## ACTIVITY 1
In the PySpark passage below, which method names each new column?

**** PASSAGE SHOWN

If we use agg() instead (which is more flexible), we need to import .sum(), .avg(), ,max(),.min(), and .count() explicitly from pyspark.sql.functions, and since agg() does not automatically recognize aggregations.
'''
from pyspark.sql.functions import count,mean,max,min,sum
data_titanic.groupby('Sex').agg(count("*")).show()
data_titanic.groupby('Sex').agg(mean('Age')).show()
data_titanic.groupby('Sex', 'Pclass').agg(max('Age')).show()
data_titanic.groupby('Sex').agg(min('Age')).show()
data_titanic.groupby('Sex').agg(sum('Fare')).show()
Output: +------+-----+ | Sex|count| +------+-----+ |female| 314| | male| 577| +------+-----+ +------+------------------+ | Sex| mean(Age)| +------+------------------+ |female|27.915708812260537| | male| 30.72664459161148| +------+------------------+ +------+--------+ | Sex|max(Age)| +------+--------+ |female| 63.0| | male| 80.0| +------+--------+ +------+--------+ | Sex|min(Age)| +------+--------+ |female| 0.75| | male| 0.42| +------+--------+ +------+-----------------+ | Sex| sum(Fare)| +------+-----------------+ |female|13966.66279999999| | male|14727.28649999999| +------+-----------------+
Multiple aggregation operations & giving a name to new column:
- Putting all aggregations functions inside of agg()
- Using .alias() to name each new column
# Efficient Way
data_titanic.groupby("Sex").agg(
count("*").alias("Total_Count"), # Count all rows per Sex
mean("Age").alias("Avg_Age"), # Mean of Age
min("Age").alias("Min_Age"), # Minimum Age
max("Age").alias("Max_Age"), # Maximum Age
sum("Fare").alias("Total_Fare") # Sum of Fare
).show()

********
**** INPUT RECORDS

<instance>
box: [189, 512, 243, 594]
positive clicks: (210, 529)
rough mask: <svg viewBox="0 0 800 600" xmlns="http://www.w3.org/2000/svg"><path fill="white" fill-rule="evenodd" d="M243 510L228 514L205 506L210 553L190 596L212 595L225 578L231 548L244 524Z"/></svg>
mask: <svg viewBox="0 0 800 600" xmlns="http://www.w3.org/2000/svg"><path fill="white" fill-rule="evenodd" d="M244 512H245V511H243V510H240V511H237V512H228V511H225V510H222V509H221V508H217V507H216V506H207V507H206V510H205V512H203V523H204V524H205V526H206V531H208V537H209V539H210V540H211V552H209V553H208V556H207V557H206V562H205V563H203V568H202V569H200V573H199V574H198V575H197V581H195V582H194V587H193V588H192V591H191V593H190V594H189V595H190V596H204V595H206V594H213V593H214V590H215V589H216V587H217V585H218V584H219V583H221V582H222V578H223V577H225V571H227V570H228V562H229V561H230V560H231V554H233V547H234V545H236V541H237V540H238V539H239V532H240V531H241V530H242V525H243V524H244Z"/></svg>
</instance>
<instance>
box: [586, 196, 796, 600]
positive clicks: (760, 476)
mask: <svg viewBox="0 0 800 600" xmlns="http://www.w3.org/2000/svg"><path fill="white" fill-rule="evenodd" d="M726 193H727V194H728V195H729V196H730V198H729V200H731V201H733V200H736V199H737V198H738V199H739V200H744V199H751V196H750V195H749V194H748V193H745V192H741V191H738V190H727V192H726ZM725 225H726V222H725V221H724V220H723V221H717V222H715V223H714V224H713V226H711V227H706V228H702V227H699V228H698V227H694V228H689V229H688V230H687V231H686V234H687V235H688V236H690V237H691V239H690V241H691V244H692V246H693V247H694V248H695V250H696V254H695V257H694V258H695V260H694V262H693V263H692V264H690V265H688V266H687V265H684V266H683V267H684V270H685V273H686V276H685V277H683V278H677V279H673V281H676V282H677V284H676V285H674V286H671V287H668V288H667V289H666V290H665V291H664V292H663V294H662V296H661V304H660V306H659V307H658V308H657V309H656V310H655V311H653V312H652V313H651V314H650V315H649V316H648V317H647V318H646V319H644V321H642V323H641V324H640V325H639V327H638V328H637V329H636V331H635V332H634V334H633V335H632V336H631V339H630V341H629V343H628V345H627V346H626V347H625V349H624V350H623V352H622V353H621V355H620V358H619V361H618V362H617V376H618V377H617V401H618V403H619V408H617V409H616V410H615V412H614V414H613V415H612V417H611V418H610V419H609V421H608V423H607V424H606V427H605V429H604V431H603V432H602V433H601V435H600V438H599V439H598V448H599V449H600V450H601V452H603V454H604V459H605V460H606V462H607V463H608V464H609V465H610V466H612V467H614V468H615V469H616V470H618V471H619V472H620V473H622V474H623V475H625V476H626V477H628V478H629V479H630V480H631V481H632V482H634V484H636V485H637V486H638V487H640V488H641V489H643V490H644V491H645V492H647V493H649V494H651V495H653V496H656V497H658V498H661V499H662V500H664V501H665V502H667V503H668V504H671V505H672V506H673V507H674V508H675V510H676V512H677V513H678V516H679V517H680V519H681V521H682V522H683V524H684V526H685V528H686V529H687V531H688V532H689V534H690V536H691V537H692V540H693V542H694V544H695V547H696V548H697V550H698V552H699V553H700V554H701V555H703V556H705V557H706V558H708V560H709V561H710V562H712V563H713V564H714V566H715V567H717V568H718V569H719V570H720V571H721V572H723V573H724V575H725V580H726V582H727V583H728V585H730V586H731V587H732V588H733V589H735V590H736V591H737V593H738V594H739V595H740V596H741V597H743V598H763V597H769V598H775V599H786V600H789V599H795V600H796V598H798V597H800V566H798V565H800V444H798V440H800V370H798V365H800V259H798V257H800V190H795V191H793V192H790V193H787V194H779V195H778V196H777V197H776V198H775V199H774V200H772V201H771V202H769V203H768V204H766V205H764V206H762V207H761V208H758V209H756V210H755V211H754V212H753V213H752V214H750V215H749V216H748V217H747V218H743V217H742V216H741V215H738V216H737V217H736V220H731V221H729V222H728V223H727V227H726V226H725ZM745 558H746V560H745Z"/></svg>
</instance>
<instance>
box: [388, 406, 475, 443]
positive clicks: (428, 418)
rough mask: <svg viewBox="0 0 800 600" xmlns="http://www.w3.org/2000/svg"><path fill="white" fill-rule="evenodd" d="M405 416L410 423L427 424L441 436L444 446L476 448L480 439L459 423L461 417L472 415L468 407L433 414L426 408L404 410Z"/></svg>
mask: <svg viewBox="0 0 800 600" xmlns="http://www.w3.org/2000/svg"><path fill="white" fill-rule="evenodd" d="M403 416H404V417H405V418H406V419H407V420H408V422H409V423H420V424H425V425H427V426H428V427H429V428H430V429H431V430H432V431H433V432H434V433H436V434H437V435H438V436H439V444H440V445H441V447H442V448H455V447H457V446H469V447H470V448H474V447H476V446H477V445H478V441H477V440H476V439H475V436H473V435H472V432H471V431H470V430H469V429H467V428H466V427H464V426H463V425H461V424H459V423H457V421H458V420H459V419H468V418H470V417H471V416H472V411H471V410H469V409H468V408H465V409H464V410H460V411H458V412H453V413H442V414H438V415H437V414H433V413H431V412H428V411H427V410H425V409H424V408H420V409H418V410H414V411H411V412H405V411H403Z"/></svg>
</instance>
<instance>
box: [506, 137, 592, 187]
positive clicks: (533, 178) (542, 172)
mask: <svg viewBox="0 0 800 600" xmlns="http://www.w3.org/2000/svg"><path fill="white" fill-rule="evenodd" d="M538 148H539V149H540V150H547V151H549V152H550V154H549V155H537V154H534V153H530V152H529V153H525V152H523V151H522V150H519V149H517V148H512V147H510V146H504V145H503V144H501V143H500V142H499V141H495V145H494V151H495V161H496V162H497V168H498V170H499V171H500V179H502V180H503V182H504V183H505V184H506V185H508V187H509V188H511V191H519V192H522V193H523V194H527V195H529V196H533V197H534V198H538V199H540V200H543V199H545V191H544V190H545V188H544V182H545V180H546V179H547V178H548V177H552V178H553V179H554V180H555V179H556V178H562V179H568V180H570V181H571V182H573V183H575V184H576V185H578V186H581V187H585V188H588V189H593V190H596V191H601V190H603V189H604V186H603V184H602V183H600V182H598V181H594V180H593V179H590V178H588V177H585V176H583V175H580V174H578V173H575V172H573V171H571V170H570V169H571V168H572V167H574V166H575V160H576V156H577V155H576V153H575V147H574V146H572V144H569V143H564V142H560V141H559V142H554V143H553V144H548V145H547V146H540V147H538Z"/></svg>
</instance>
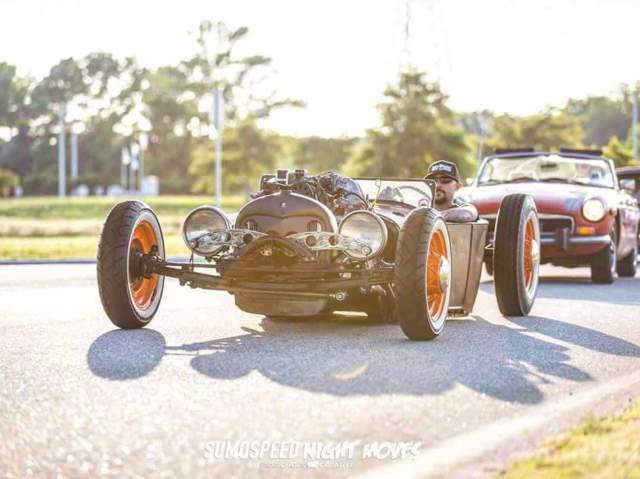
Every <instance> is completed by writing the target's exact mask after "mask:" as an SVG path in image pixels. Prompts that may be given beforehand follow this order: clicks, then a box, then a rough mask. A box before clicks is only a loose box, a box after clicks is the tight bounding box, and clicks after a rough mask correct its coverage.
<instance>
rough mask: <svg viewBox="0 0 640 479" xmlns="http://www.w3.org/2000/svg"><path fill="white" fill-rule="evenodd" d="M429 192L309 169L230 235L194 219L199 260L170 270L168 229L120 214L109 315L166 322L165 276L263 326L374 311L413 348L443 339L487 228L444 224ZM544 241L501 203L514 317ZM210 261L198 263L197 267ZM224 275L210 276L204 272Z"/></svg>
mask: <svg viewBox="0 0 640 479" xmlns="http://www.w3.org/2000/svg"><path fill="white" fill-rule="evenodd" d="M432 199H433V183H432V182H430V181H428V180H422V179H394V178H377V179H375V178H374V179H367V178H353V179H352V178H347V177H344V176H341V175H339V174H337V173H335V172H327V173H323V174H321V175H317V176H310V175H308V174H307V173H306V171H305V170H294V171H289V170H278V172H277V174H276V175H263V177H262V178H261V180H260V190H259V192H258V193H256V194H254V195H253V199H252V200H251V201H249V202H248V203H247V204H245V205H244V206H243V207H242V208H241V209H240V211H239V212H238V214H237V216H236V218H235V224H233V225H232V223H231V221H230V219H229V217H228V216H227V215H225V214H224V213H223V212H222V211H221V210H220V209H218V208H215V207H213V206H201V207H199V208H196V209H195V210H193V211H191V212H190V213H189V214H188V216H187V217H186V219H185V221H184V224H183V238H184V241H185V243H186V245H187V247H188V248H189V249H190V250H191V260H190V261H183V262H173V261H168V260H167V259H166V258H165V248H164V240H163V236H162V231H161V228H160V223H159V221H158V219H157V217H156V215H155V214H154V212H153V211H152V210H151V209H150V208H149V207H148V206H147V205H146V204H144V203H142V202H140V201H124V202H122V203H119V204H118V205H116V206H114V207H113V209H112V210H111V212H110V213H109V215H108V216H107V219H106V221H105V224H104V227H103V230H102V234H101V237H100V243H99V246H98V265H97V273H98V287H99V291H100V298H101V300H102V304H103V307H104V309H105V311H106V313H107V315H108V316H109V318H110V319H111V321H112V322H113V323H114V324H115V325H116V326H119V327H121V328H141V327H143V326H145V325H147V324H148V323H149V321H151V319H152V318H153V316H154V314H155V313H156V311H157V310H158V306H159V303H160V298H161V296H162V291H163V287H164V279H165V277H167V276H168V277H173V278H177V279H178V280H179V282H180V284H181V285H189V286H191V287H194V288H204V289H212V290H224V291H227V292H229V293H231V294H233V295H234V296H235V302H236V305H237V306H238V307H239V308H240V309H242V310H244V311H247V312H250V313H257V314H262V315H266V316H312V315H317V314H321V313H329V312H333V311H357V312H365V313H367V315H368V316H374V317H378V318H380V319H383V320H386V321H393V322H396V321H397V322H399V323H400V326H401V327H402V329H403V331H404V332H405V334H406V335H407V336H408V337H409V338H411V339H418V340H424V339H431V338H434V337H436V336H438V335H439V334H440V332H441V331H442V329H443V326H444V323H445V319H446V317H447V315H451V314H468V313H470V312H471V309H472V307H473V304H474V302H475V298H476V295H477V292H478V286H479V282H480V274H481V269H482V260H483V257H484V251H485V235H486V233H487V227H488V223H487V221H485V220H478V221H475V222H471V223H449V224H447V223H445V221H444V219H443V217H442V216H441V215H440V214H439V213H438V212H437V211H436V210H435V209H433V208H432ZM538 242H539V228H538V218H537V212H536V209H535V205H534V203H533V201H532V199H531V198H530V197H528V196H526V195H512V196H509V197H507V198H505V199H504V201H503V202H502V207H501V209H500V215H499V221H498V225H497V227H496V240H495V245H494V248H495V261H496V270H497V271H498V272H499V273H498V274H496V277H495V283H496V294H497V299H498V305H499V307H500V310H501V311H502V313H503V314H505V315H518V316H520V315H526V314H528V312H529V310H530V308H531V306H532V304H533V300H534V297H535V293H536V288H537V284H538V263H539V261H538V258H539V247H538ZM194 254H195V255H198V256H202V257H204V258H205V259H206V262H194V261H193V255H194ZM207 270H208V271H213V270H215V272H216V273H217V274H207V273H206V272H203V271H207Z"/></svg>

********

## ACTIVITY 2
Locate every line in the listing above that contains the word "positive".

## EXPECTED OUTPUT 1
.alias()

## EXPECTED OUTPUT 2
positive clicks: (210, 529)
positive clicks: (760, 476)
positive clicks: (428, 418)
positive clicks: (533, 178) (542, 172)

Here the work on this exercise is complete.